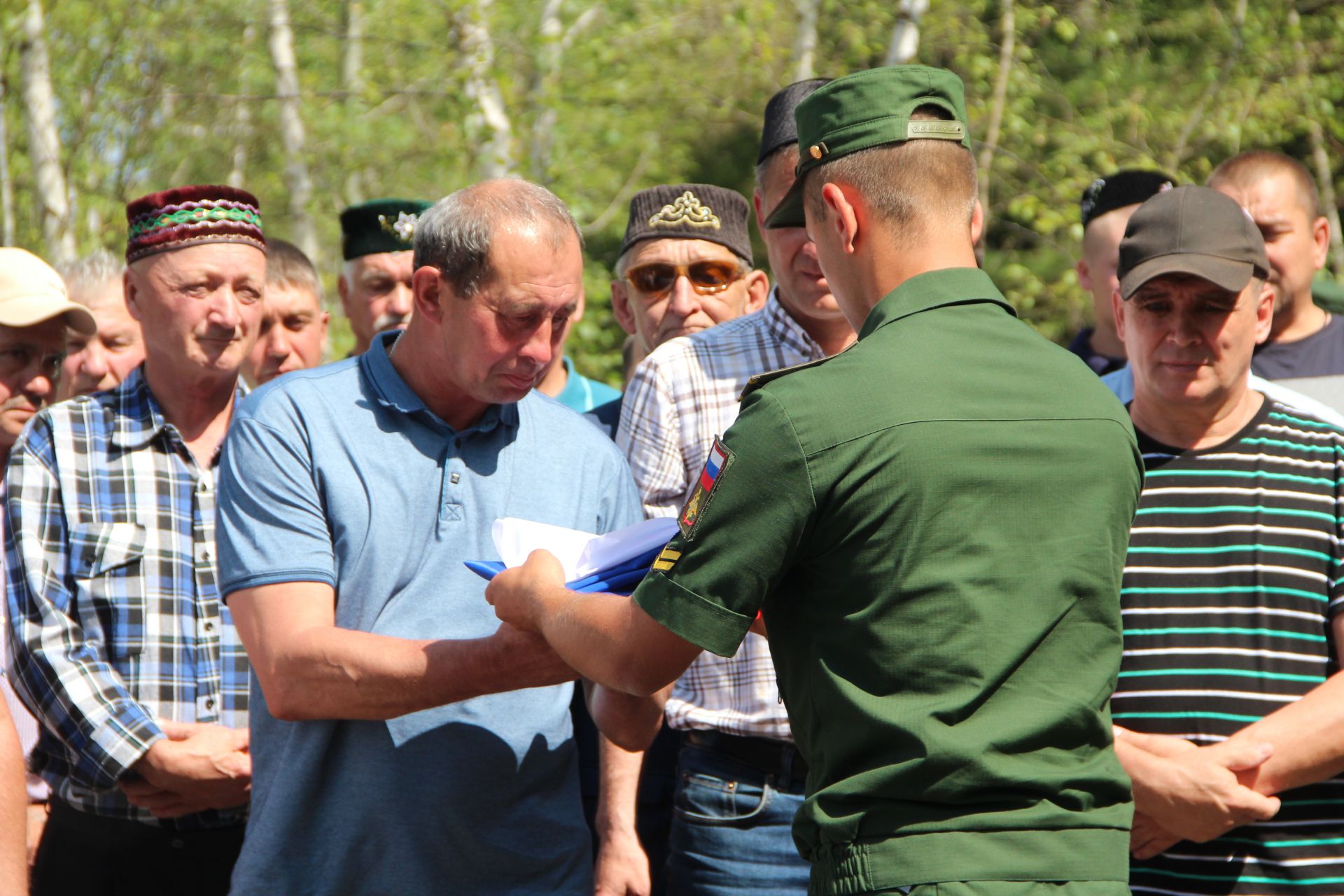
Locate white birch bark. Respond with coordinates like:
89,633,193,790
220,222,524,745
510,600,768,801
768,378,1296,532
19,0,76,265
270,0,321,269
886,0,929,66
458,0,517,177
793,0,821,80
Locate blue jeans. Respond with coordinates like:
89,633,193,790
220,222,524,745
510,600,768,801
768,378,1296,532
666,747,811,896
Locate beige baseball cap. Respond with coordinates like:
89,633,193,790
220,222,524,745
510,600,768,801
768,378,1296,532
0,247,98,335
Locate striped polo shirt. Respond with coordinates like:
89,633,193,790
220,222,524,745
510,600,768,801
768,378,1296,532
1112,399,1344,896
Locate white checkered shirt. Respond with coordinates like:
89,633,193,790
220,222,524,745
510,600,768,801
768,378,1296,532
615,290,825,740
6,368,251,830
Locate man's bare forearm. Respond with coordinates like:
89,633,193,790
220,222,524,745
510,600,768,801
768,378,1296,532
1230,673,1344,795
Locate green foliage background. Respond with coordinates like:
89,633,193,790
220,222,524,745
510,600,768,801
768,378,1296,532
0,0,1344,383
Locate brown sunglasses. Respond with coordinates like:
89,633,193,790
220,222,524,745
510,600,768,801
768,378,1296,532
625,260,742,298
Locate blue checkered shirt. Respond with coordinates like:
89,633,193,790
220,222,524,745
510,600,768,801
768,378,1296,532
6,368,250,830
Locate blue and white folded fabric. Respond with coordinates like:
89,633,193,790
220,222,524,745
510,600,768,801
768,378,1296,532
466,517,676,594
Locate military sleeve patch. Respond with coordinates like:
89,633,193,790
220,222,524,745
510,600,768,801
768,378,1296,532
678,437,734,540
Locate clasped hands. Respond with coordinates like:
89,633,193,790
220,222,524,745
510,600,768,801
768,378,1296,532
118,719,251,818
1116,727,1280,858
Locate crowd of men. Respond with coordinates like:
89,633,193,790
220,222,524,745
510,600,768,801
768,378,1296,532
0,66,1344,896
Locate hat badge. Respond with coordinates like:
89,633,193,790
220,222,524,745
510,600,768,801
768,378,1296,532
649,190,722,230
378,212,419,243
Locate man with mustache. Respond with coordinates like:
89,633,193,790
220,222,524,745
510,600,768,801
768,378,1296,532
219,180,662,896
336,199,430,355
6,186,266,896
1112,187,1344,896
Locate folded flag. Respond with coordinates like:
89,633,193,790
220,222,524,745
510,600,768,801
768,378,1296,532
466,517,676,594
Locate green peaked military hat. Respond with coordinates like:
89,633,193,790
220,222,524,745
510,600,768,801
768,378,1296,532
764,66,970,228
340,199,433,260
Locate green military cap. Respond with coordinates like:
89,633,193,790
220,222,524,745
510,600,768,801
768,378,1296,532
764,66,970,228
340,199,433,260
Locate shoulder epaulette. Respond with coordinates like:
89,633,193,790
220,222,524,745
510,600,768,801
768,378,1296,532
738,355,836,402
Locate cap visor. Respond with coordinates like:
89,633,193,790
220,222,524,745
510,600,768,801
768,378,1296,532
1119,253,1255,298
764,177,808,230
0,295,98,336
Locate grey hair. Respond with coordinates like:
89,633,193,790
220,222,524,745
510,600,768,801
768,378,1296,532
414,177,583,298
58,248,126,307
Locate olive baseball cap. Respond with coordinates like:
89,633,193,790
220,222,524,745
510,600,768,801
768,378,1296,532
1116,187,1268,298
764,66,970,228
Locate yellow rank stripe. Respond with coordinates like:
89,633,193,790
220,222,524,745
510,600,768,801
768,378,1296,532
653,548,681,573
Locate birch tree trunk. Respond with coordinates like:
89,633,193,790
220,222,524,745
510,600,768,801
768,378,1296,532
886,0,929,66
340,0,365,206
0,76,13,246
270,0,321,263
1287,9,1344,275
458,0,517,177
793,0,821,80
979,0,1017,209
19,0,76,265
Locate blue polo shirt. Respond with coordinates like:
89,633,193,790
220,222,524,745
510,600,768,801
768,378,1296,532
218,333,643,896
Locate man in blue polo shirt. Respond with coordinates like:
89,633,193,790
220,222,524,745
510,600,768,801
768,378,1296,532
219,181,660,896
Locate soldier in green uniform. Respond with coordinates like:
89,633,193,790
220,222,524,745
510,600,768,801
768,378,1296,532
486,66,1141,896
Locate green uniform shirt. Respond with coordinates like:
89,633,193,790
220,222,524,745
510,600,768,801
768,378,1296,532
634,269,1142,896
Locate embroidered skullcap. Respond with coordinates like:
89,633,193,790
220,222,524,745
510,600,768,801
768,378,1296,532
126,184,266,263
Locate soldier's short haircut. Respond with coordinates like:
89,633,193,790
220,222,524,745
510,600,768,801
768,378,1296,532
1208,149,1321,219
415,177,583,298
266,237,323,305
805,105,979,241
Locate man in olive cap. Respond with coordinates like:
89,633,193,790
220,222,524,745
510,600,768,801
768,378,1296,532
336,199,430,355
1112,187,1344,895
486,66,1141,896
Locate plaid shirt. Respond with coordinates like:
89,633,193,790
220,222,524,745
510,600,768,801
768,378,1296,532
6,368,250,829
615,290,825,740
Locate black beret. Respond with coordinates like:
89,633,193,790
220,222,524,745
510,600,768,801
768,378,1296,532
757,78,831,165
620,184,754,265
1078,169,1176,230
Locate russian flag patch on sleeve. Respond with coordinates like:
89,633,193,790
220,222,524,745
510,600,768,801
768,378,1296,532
678,437,732,540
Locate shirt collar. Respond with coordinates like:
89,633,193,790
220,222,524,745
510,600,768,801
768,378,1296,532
859,267,1017,339
359,330,517,433
761,284,827,360
111,364,248,450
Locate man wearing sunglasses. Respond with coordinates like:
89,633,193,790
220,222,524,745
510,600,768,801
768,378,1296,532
602,79,853,893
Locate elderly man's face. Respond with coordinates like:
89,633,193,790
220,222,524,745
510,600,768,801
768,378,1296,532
57,278,145,399
1215,172,1329,312
1112,274,1274,407
336,251,415,352
440,225,583,405
126,243,266,382
0,317,66,451
247,284,330,386
752,148,843,326
612,239,766,351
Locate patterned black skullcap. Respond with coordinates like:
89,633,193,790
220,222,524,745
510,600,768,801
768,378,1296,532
757,78,831,165
620,184,754,265
1078,168,1176,230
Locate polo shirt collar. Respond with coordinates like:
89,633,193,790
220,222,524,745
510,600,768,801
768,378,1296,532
110,364,248,451
859,267,1017,339
359,330,517,433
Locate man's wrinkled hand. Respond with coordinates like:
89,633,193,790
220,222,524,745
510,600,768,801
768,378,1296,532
485,550,564,631
120,720,251,818
1135,743,1280,844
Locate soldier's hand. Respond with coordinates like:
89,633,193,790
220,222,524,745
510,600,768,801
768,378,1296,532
485,551,564,631
1135,743,1280,842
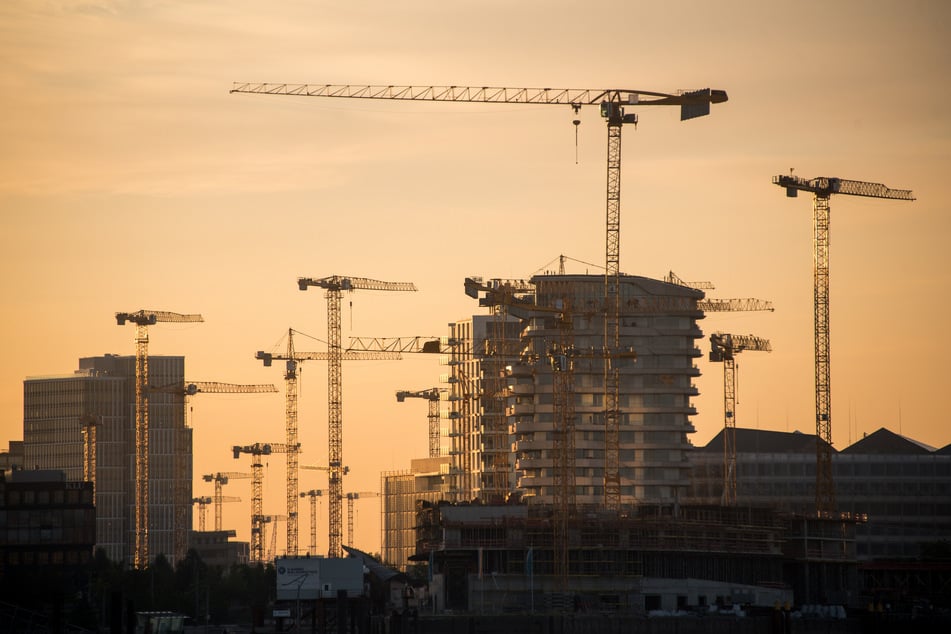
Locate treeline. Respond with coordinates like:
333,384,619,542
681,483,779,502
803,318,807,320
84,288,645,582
0,550,276,631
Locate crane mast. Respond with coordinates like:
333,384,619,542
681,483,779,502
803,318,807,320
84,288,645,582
300,489,326,556
710,332,772,506
396,387,440,458
116,310,204,570
773,174,915,517
297,275,416,557
201,471,251,531
232,443,296,562
346,491,380,547
231,82,727,511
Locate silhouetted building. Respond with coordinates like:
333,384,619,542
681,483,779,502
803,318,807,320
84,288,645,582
0,470,96,611
687,428,951,561
188,530,251,569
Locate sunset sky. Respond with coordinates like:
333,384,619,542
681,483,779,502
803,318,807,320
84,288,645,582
0,0,951,552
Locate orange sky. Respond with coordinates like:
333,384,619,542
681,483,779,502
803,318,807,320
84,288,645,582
0,0,951,552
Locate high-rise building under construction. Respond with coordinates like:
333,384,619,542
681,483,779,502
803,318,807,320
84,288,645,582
445,274,703,506
23,355,192,562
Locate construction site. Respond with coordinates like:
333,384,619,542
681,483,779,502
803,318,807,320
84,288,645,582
1,84,951,632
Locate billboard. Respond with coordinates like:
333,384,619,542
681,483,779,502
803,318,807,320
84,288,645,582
274,557,363,601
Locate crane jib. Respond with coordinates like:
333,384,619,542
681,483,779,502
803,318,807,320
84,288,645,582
230,82,728,110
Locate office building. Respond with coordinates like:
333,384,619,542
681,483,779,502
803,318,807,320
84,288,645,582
23,355,192,562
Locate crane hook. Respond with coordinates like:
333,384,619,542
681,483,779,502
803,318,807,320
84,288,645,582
572,119,581,165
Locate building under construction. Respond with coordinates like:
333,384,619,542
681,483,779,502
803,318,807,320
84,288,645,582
414,502,793,613
446,275,703,506
383,273,876,612
23,355,192,562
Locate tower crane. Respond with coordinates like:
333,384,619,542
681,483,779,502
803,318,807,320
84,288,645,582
192,495,211,533
396,387,439,458
347,491,380,546
149,381,277,559
300,489,327,555
710,332,772,506
255,328,439,556
297,275,416,557
116,310,204,569
773,174,915,517
261,515,287,561
192,495,241,532
201,471,251,531
231,82,727,511
232,443,296,562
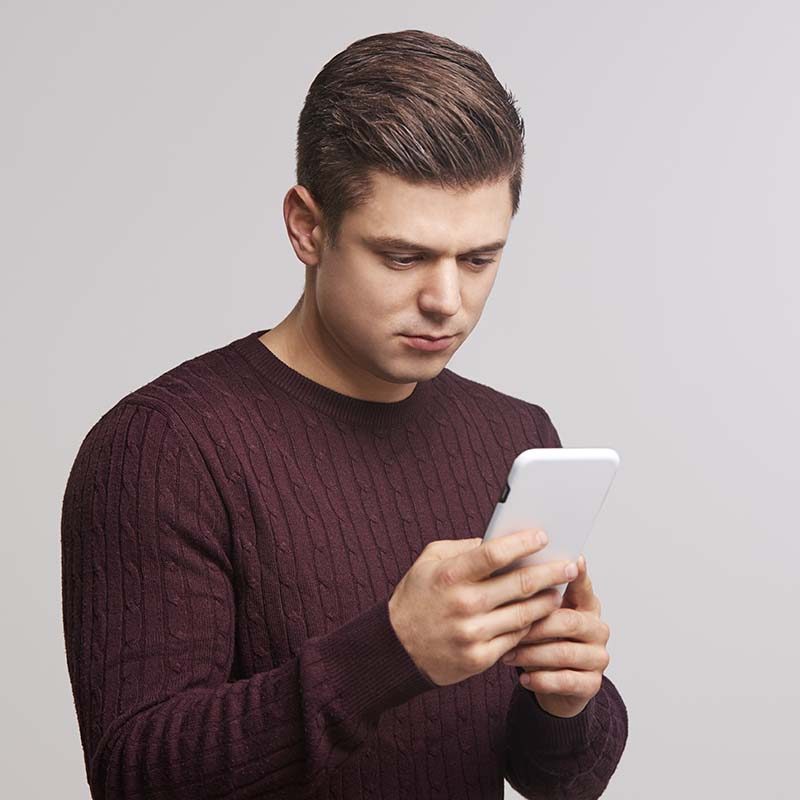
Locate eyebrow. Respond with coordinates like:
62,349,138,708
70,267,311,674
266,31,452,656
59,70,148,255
361,236,506,255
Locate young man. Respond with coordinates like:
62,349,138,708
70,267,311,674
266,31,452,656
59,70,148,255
62,30,628,800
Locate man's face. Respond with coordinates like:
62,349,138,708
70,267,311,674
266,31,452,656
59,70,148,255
307,173,512,388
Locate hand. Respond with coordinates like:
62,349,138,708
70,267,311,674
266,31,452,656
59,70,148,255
389,530,570,686
503,556,611,717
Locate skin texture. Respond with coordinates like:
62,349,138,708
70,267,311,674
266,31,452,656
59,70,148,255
261,173,512,402
261,172,610,717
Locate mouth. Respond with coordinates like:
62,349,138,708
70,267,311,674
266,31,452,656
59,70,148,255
401,333,455,342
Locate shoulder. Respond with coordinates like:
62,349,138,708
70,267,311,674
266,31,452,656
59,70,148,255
440,368,561,447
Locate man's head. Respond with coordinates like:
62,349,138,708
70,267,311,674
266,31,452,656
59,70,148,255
276,30,524,398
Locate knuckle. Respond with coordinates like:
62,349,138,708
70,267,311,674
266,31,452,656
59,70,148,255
517,600,538,629
556,642,574,664
437,564,459,588
452,591,476,616
453,619,480,646
562,608,583,633
483,536,508,572
517,569,535,597
560,672,578,694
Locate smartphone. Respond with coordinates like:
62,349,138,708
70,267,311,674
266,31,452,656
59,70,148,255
483,447,620,595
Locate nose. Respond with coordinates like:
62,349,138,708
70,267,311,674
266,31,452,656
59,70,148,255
419,260,461,317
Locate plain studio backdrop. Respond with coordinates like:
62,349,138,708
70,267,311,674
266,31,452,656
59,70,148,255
0,0,800,800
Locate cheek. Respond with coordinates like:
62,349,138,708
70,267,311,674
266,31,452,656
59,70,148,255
317,265,406,324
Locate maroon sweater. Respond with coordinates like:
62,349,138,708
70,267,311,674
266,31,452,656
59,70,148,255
61,330,628,800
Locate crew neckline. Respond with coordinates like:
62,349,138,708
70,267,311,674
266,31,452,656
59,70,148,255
232,328,441,427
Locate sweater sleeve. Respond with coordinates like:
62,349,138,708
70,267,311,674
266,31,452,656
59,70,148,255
61,401,435,800
505,406,628,800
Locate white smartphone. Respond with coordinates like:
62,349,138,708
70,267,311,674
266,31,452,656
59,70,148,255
483,447,619,595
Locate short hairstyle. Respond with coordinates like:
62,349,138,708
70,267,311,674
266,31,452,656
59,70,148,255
296,29,525,247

## Directive
Please rewrite the records from their beginning through the line containing "678,437,734,540", replacing "Respond" with "Reply" and changing nothing else. Leave the pictures out of your answer.

## Answer to the task
Locate white birch bark. Reply with coordinates like:
89,633,193,790
220,222,524,745
510,600,768,801
768,378,1296,532
19,0,76,265
270,0,321,269
886,0,929,66
458,0,517,177
793,0,821,80
Locate blue jeans. Reply with coordinates like:
89,633,193,790
220,222,524,745
510,600,768,801
768,378,1296,532
666,747,811,896
Locate beige baseball cap. Reply with coordinates like:
89,633,193,790
220,222,524,745
510,600,768,801
768,378,1296,532
0,247,98,335
Locate striped polo shirt. Reply with coordinates like:
89,633,193,790
220,222,524,745
510,600,768,801
768,378,1296,532
1112,399,1344,896
Locate white checkered shirt. Reply with coordinates like:
89,633,193,790
220,222,524,745
510,600,768,801
768,378,1296,532
615,290,825,740
6,368,251,830
Locate man's bare forearm. Reply with coordinates like:
89,633,193,790
220,222,524,745
510,600,768,801
768,378,1296,532
1230,673,1344,795
Locate green foliage background. Reply with coordinates like:
89,633,193,790
220,222,524,745
510,600,768,801
768,378,1296,532
0,0,1344,383
Locate brown sunglasses. Reply with coordinates like:
89,633,193,790
220,222,524,745
510,600,768,801
768,378,1296,532
625,260,742,298
Locate blue checkered shirt. Reply with coordinates like:
89,633,193,790
220,222,524,745
510,600,768,801
768,378,1296,532
6,368,250,830
Locate blue and white folded fabric. Reply with coordinates like:
89,633,193,790
220,222,524,745
510,600,768,801
768,378,1296,532
466,517,676,594
Locate military sleeve patch. Reply with coordinates like:
89,633,193,790
220,222,524,745
510,600,768,801
768,378,1296,532
678,437,734,540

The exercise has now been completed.